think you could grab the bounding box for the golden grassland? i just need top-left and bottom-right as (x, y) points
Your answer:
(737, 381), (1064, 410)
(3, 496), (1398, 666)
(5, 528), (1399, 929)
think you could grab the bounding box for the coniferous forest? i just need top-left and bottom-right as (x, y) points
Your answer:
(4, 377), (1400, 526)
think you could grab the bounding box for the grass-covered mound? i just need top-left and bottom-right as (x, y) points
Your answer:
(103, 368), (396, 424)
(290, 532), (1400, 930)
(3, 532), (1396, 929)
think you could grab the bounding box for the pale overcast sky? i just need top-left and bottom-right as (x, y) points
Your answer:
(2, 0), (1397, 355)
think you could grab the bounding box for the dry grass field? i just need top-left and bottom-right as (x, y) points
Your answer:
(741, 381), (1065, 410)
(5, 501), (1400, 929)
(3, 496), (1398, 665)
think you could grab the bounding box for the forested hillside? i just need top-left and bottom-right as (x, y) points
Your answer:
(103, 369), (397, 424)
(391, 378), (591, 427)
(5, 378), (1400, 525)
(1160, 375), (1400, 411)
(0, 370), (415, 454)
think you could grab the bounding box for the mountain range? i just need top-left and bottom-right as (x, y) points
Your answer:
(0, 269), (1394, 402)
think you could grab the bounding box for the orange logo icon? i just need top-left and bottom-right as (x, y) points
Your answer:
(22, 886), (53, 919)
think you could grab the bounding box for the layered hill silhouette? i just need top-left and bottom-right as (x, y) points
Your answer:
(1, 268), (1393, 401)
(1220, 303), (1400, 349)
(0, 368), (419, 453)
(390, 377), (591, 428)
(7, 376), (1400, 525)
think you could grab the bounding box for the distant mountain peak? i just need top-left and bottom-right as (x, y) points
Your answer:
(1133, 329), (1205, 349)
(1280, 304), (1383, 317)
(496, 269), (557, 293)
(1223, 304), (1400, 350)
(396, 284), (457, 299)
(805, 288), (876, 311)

┄┄┄┄┄┄

• Task goal: Search the data above for "right" and copy every line where it turns up.

• Reply to the task:
think you could grab the bounding box for the golden grassland? i just need top-left and bottom-right as (x, y) points
think you could grab the bounding box for the coniferous forest? i just need top-left and bottom-right as (x, y) points
think you could grab the bounding box for the grass-covered mound? i just need top-left and bottom-right as (x, y) points
think you could grab the bounding box for the pale overcast sky? i just need top-left and bottom-right as (x, y) points
think you could grab the bounding box for the dry grass field? i just need top-left and bottom-right as (x, y) points
think you could grab the bounding box for the forested hillside? i just need top-left and bottom-right as (x, y) points
think you could grab the bounding box for the mountain range? i just need top-left and bottom-right as (x, y) points
think you could grab the bounding box for the orange logo icon? i just need top-left and bottom-right as (x, y) points
think you could grab the bounding box for the layered hill silhouette? i just need top-left and bottom-right as (x, y) points
think you could grab the bounding box for the distant mountain peak? i just need top-left and bottom-right as (x, y) points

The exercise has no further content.